→ Instructions for the task: Continue the magazine article on reviving South Africa's travel and tourism sector, starting right after its last sentence.

→ Document passage:
——————————
WELCOMING ARMS - JSE MAGAZINE

WELCOMING ARMS

Readying the travel and tourism sector to come back strong

WELCOMING ARMS

The devastation inflicted on SA’s travel and tourism (T&T) industry by the global COVID-induced lockdowns is beginning to abate, as people regain their confidence in travel. It helps that SA’s removal from ‘red’ lists appears permanent this time. But rather than simply waiting for international travel to gather momentum, our T&T industry has a unique opportunity to capitalise on emerging trends and boost growth.

There is certainly a pent-up demand for travel. Until the coronavirus put a deadly halt to it, the T&T industry was in its ninth straight year of growth – usually at a faster rate than the global economy, thanks to stronger economic growth, more affordable air travel, technological changes, new business models and greater visa facilitation around the world. Despite its often unfriendly visa regime, SA was a beneficiary of this trend, with tourism’s contribution to the economy increasing 46.4% from R134.3 billion in 2018 to R196.7 billion in 2019. At the same time, employment in the sector increased by 26.4%, with 773 533 people directly employed in 2019. While data for 2020 and beyond is not yet available, this is obviously no longer the case, which makes rebuilding the sector a vital national priority. Of course, after almost two years of uncertainty, we cannot be perfectly clear on what the future of travel looks like. But we can and must be proactive when it comes to marketing SA as a safe and desirable destination in the not-quite-post-COVID world.
——————————
→ Given records:
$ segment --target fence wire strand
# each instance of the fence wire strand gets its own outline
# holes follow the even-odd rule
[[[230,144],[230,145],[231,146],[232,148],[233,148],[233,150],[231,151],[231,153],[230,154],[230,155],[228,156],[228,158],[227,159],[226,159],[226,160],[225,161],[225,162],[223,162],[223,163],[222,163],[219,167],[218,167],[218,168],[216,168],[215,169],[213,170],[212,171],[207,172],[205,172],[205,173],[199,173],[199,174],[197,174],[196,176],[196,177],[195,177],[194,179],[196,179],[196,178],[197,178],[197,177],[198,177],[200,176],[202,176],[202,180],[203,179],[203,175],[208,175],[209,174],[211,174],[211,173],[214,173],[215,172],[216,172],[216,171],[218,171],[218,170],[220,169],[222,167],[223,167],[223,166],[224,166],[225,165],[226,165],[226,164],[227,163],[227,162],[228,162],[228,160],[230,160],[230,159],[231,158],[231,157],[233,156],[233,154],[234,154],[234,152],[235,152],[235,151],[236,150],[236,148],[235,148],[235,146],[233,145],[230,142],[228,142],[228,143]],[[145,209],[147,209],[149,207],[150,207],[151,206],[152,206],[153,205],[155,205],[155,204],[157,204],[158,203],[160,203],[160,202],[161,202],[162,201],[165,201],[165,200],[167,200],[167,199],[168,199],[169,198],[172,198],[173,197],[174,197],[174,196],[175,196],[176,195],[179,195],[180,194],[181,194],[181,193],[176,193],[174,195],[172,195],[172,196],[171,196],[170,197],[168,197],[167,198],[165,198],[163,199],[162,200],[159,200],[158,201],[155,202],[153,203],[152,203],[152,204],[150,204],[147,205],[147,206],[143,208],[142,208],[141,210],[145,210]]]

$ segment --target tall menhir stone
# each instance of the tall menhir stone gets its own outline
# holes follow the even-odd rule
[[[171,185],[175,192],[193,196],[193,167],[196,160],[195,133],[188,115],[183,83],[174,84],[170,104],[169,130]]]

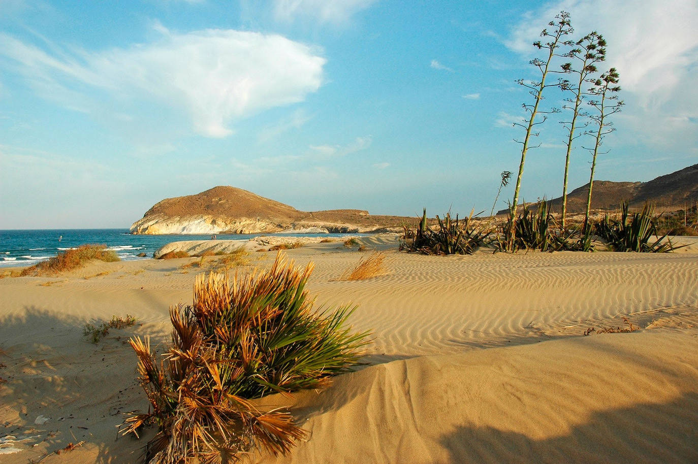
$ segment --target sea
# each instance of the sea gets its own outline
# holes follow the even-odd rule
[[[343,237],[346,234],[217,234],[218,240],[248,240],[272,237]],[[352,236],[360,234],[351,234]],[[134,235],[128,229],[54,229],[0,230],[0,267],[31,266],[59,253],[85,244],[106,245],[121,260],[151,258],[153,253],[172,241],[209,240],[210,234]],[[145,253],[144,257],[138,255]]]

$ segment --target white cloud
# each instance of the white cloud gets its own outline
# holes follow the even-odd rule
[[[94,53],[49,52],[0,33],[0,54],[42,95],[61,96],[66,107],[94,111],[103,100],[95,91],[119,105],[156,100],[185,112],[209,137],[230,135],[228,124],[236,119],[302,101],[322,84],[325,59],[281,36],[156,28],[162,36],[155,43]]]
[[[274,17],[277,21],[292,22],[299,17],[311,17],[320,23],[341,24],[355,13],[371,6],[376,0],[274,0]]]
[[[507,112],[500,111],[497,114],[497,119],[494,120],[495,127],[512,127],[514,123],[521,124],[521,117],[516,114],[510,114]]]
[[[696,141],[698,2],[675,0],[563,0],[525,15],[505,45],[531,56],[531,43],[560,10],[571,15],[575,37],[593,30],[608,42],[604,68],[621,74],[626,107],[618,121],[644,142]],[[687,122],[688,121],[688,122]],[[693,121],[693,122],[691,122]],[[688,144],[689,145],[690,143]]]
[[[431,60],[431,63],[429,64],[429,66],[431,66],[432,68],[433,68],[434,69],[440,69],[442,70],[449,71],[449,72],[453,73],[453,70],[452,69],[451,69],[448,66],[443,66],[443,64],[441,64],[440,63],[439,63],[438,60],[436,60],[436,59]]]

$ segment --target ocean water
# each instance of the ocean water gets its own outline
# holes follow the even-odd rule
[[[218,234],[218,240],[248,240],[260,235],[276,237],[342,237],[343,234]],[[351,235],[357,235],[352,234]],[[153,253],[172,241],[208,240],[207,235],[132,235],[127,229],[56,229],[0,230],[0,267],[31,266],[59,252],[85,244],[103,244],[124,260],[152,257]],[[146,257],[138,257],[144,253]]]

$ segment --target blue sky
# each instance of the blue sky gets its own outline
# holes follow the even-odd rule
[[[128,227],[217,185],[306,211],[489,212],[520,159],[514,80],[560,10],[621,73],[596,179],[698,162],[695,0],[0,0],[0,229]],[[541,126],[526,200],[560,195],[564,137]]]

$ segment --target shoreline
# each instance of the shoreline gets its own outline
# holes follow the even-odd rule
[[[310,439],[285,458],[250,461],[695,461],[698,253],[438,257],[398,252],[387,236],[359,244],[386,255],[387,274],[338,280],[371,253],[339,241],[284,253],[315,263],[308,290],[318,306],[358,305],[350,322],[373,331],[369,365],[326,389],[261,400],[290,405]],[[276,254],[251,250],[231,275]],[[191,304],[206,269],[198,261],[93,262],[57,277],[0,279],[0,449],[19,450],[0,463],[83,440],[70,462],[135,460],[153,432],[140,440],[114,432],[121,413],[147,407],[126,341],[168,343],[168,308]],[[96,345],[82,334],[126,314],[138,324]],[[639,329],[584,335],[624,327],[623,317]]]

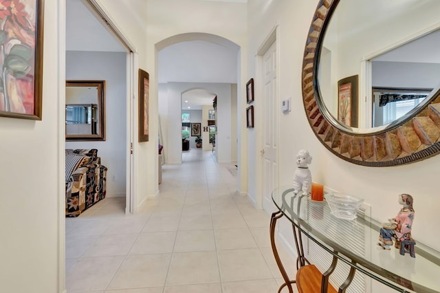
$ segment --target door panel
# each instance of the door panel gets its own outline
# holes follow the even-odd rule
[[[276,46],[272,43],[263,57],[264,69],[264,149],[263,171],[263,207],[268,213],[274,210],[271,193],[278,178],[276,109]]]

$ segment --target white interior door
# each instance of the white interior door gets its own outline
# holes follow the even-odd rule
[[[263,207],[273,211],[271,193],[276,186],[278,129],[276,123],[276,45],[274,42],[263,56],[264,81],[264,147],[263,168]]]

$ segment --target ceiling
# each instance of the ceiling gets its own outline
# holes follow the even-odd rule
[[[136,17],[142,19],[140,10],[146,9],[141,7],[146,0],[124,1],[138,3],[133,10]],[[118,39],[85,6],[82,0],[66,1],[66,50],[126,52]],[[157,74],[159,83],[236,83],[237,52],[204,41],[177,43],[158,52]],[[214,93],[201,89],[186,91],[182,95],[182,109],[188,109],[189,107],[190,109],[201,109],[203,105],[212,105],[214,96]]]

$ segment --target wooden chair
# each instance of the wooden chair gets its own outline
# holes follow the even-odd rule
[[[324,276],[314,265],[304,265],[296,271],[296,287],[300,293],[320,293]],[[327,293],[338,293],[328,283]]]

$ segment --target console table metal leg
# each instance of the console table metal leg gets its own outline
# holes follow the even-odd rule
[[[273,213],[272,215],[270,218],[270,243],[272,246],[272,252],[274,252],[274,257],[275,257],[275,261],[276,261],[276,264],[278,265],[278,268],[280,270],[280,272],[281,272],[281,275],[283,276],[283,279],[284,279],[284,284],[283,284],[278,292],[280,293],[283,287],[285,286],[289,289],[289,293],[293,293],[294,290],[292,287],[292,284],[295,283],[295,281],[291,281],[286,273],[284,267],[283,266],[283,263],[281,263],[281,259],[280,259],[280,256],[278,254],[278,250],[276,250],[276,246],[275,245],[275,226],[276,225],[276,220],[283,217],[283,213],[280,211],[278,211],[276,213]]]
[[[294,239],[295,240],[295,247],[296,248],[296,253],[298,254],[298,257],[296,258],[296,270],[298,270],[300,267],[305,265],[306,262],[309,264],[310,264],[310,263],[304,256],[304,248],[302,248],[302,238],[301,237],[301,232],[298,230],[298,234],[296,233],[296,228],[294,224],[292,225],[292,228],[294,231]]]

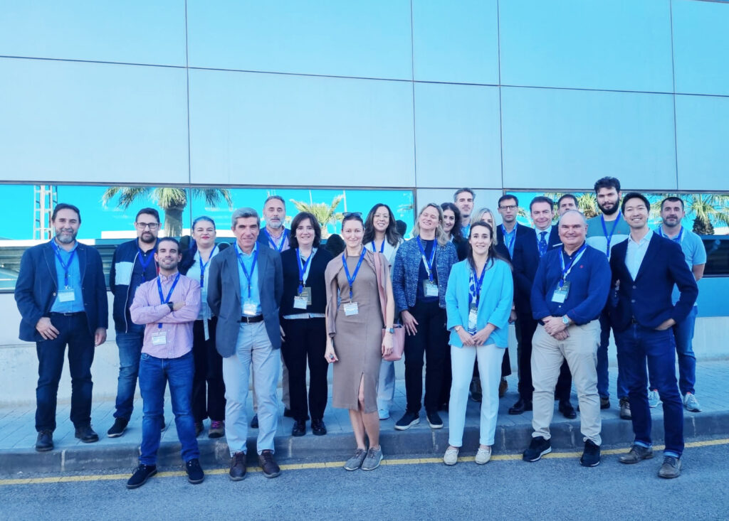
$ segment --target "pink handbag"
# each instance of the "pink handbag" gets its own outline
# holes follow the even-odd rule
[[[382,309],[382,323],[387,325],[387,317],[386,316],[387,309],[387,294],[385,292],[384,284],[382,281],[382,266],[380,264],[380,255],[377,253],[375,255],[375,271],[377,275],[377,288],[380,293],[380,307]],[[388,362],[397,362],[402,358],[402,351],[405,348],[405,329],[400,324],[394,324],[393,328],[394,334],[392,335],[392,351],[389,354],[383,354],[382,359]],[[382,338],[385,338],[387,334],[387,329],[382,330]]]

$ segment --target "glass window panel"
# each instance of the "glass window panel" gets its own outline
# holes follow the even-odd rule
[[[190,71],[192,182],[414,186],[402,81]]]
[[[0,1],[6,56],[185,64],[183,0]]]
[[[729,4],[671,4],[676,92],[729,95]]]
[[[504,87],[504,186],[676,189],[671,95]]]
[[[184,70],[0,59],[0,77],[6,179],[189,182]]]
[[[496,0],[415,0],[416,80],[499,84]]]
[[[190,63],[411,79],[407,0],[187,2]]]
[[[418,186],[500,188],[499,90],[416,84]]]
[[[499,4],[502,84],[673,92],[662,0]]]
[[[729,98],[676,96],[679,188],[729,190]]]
——————————
→ Output:
Tourism service providers should identify those markets likely to recover first. In addition, we need to fight for the return of precious visitors who have not resumed their travel to SA. Even without restrictions it would be prudent if local hotels and guesthouses maintained specific health and cleaning protocols, and certain COVID safety measures. Travellers will also remain anxious about making bookings given the uncertainty over travel. Thus the SA industry should strive for as much flexibility as possible – free cancellation, flexible pre-sale bookings and insurance coverage are important places to start.

Our industry should focus on a new branding strategy, as the old one was undoubtedly marred by the pandemic and the many derogatory news reports about ‘South African variants’. Innovative products and packages with a diverse range of unthought-of collaborators can be devised and launched. Organisations can use this opportunity to restructure and open new avenues for products and services. Travellers dreaming about long-distance travel and holidays are likely to focus on outdoor plans and socially distanced destinations. SA, unlike most of Europe with its crowded cities, is well placed to take advantage of this.

Business travel should slowly return in 2022, but there is still a long way to go to reach a full recovery – and it’s unlikely we’ll see it ‘the way it was’ – as remote working and virtual meetings become more entrenched.

However, ‘work from home’ has transformed into ‘work from anywhere’. All you need these days is a laptop and a good internet connection, something most SA establishments – whether accommodation or restaurants – cater for. This is a trend that can definitely be exploited by long-distance destinations, such as SA. On the technology side, we’ve seen banks and others adopt ‘contactless’ touch points – this will remain important, and travel companies will need to find ways to give more guidance and personalised support to their customers in their journey through digital and innovative experiences. Visible efforts to improve sustainability are also going to be important to visitors, particularly those on long-haul flights. Some in the industry understand this. For instance, all water pumps at Addo Elephant Park are solar powered. The park has also come to a mutually beneficial arrangement with British Airways, which helps fund the conservation of spekboom, a succulent indigenous to the Eastern Cape and known for its CO2-absorption and climate resilience. That’s the creative thinking we need. SA’s T&T industry has been devastated by the pandemic, but there’s no reason why it shouldn’t come back stronger than ever. It just takes some innovation, industry co-ordination and clever marketing.